I have lived with rationing in the 80s in another country. They only rationed the stuff that was in short supply- meat; dairy and sugar. You got an extra ration of sugar at harvest time to do your preserves. It was kind of assumed that everyone would use the black market (there was light touch control of that). Meat was available off ration but you had to pay for it. Similarly dairy. The rations system sort of got you access to the basics as that country saw it. Veg was only available on the black market and depended on what was brought in by the seller. You could buy it without ration in the main shops but it's patchy availability prevented any rationing.
I guess the answer to your question is that it depends what is in short supply.
Much of our "mythology " dare I call it, around the "cradle to grave" aspect of the NHS comes from our experience of WWII. It's obviously a bit more complicated than that but we are far more comfortable in this country about expecting the state to solve our problems for us. But the downside of this is that people are vulnerable without the state to help them. This is ordinary people not people who are already vulnerable.

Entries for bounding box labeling
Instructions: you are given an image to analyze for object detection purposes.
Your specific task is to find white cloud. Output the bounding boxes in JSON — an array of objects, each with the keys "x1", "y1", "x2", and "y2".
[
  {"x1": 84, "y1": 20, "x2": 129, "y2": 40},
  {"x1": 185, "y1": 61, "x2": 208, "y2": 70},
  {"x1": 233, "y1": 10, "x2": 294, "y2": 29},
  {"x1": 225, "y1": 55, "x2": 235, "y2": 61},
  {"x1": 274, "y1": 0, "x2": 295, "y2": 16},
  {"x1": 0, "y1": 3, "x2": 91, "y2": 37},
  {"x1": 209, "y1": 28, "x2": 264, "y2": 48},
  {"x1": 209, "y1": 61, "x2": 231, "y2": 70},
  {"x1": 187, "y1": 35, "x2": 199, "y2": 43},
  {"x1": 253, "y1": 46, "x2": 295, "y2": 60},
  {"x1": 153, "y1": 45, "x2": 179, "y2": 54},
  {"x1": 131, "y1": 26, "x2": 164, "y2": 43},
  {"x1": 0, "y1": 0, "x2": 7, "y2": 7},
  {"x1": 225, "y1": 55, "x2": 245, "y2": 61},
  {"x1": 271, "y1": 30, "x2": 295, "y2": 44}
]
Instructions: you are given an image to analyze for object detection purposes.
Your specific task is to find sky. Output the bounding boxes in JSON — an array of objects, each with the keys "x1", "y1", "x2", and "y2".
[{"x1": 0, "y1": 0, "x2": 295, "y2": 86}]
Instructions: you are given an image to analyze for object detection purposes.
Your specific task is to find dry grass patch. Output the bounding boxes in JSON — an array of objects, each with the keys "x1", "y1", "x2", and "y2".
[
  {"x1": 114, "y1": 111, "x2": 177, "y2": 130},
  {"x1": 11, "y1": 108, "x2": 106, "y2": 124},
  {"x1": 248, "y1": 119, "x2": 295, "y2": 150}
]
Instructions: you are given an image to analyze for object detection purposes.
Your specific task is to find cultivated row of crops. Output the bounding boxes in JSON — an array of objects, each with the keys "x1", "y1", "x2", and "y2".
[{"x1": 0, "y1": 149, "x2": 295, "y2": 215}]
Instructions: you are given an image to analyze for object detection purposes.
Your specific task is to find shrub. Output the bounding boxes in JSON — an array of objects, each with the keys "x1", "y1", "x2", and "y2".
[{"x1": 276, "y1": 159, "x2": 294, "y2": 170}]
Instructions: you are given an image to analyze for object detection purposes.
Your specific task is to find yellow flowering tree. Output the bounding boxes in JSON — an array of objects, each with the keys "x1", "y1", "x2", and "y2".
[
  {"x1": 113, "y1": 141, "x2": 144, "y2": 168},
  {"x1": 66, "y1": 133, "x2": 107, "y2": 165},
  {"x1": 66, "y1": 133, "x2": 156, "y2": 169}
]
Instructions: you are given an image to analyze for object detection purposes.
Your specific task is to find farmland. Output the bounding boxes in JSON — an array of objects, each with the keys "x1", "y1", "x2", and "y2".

» **WORK INSTRUCTIONS**:
1. Summarize the rationing post in two sentences.
2. Change the rationing post's passage starting at "I guess the" and ending at "are already vulnerable." by putting "government" in place of "state".
3. According to the rationing post, what extra ration was given at harvest time, and what was it for?

» **TASK-BY-TASK RESULTS**:
1. The writer lived under rationing in another country in the 80s, where only scarce goods such as meat, dairy and sugar were rationed, meat and dairy could be bought off ration at a price, and vegetables were patchy and mostly sold on the black market. The writer says the answer depends on what is in short supply, and adds that the "cradle to grave" view of the NHS, rooted in the experience of WWII, makes people in the writer's country comfortable expecting the state to solve their problems but leaves ordinary people vulnerable without it.

2.
I guess the answer to your question is that it depends what is in short supply.
Much of our "mythology " dare I call it, around the "cradle to grave" aspect of the NHS comes from our experience of WWII. It's obviously a bit more complicated than that but we are far more comfortable in this country about expecting the government to solve our problems for us. But the downside of this is that people are vulnerable without the government to help them. This is ordinary people not people who are already vulnerable.

3. An extra ration of sugar was given so people could make their preserves.